Your task: Please write out everything in the listing below, from the line containing "target | pedestrian crossing sign" down through its final line, both included.

## Begin

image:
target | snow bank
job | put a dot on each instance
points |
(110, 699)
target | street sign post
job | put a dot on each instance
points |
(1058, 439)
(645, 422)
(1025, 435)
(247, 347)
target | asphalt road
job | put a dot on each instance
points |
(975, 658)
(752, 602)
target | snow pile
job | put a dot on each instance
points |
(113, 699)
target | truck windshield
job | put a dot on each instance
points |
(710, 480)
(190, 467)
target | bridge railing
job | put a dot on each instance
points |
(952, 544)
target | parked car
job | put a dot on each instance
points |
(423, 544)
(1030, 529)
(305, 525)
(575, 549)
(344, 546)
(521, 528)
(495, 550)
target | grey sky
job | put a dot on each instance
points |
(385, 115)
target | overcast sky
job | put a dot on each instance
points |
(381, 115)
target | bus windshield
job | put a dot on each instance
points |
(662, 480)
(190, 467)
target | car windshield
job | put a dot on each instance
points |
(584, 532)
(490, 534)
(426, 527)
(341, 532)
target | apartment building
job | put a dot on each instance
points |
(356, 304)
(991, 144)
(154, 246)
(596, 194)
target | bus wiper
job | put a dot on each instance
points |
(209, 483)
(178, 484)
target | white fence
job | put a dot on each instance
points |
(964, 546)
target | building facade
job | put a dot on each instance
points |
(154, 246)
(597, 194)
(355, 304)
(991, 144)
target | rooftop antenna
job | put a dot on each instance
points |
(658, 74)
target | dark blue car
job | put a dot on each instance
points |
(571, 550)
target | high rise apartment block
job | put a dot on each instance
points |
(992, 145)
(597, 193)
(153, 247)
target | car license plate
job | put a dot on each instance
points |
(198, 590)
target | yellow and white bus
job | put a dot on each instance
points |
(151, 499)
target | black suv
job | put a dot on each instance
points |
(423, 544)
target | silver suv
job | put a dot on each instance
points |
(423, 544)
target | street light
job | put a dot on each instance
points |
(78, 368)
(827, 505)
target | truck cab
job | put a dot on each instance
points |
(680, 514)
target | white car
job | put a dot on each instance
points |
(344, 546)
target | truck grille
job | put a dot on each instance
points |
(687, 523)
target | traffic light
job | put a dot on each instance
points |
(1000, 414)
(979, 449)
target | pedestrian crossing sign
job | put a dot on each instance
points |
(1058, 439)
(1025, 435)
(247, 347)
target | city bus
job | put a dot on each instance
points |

## End

Task answer:
target | pedestrian crossing sign
job | put a dot on each instance
points |
(1058, 439)
(1025, 435)
(247, 347)
target | city bus
job | put a dot on each instance
points |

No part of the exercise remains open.